### Exercise details
Give a count of the lines below that have the string "sign" in them, with no other words.

### Exercise materials
════

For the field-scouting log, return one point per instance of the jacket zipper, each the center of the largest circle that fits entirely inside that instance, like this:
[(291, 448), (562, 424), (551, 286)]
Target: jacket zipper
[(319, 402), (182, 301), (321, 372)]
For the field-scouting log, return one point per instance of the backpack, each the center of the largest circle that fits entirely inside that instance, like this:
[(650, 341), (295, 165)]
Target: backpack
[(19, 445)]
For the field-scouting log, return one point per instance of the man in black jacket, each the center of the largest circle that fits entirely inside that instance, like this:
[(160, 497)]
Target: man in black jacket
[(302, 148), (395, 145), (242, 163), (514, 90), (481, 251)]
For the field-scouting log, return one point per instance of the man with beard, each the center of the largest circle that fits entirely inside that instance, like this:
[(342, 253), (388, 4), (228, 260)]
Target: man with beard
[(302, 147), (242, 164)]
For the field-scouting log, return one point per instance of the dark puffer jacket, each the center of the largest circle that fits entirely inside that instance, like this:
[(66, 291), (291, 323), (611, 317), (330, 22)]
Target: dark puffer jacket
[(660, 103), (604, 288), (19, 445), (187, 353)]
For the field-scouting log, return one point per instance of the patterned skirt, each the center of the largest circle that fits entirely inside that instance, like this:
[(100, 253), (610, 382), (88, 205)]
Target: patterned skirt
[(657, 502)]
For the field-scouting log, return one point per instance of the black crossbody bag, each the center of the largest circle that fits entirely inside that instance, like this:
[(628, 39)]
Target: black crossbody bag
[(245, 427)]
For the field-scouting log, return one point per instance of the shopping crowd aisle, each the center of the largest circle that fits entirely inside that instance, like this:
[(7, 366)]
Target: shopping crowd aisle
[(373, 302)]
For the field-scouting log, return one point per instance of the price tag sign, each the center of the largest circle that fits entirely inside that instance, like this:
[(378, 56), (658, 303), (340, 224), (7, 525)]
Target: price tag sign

════

### Task output
2